Aim:
Redo the listing from the line that contains "One point rides on each instance of the metal" through the end of the listing, swapping "metal" for "steel" and keeping everything else the same.

========================================

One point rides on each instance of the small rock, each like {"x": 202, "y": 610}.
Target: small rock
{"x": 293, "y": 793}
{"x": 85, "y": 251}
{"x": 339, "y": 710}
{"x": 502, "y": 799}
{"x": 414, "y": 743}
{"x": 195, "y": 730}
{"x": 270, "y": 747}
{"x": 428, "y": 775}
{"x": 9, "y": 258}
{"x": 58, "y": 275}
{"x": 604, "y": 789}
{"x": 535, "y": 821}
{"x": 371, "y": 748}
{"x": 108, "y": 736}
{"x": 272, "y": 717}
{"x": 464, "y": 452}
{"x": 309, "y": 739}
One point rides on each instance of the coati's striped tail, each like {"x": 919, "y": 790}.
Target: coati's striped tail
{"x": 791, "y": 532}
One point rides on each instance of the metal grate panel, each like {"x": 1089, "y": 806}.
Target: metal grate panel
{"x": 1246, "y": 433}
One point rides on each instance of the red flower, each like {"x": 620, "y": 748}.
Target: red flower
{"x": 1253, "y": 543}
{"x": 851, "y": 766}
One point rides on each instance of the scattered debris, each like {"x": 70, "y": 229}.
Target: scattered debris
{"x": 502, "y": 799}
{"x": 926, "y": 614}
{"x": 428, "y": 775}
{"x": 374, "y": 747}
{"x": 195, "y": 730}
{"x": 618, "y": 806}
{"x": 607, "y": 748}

========================================

Solution for this problem:
One point rides on each instance of the steel grate panel, each like {"x": 1089, "y": 806}.
Target: steel grate panel
{"x": 1246, "y": 433}
One point rides on each instance of the red flower, each like {"x": 620, "y": 748}.
Target: red flower
{"x": 1253, "y": 543}
{"x": 851, "y": 766}
One point rides on each instance of the scattered debris, each like {"x": 70, "y": 229}.
Target: scattered debris
{"x": 502, "y": 799}
{"x": 926, "y": 614}
{"x": 428, "y": 775}
{"x": 374, "y": 747}
{"x": 195, "y": 730}
{"x": 618, "y": 806}
{"x": 607, "y": 748}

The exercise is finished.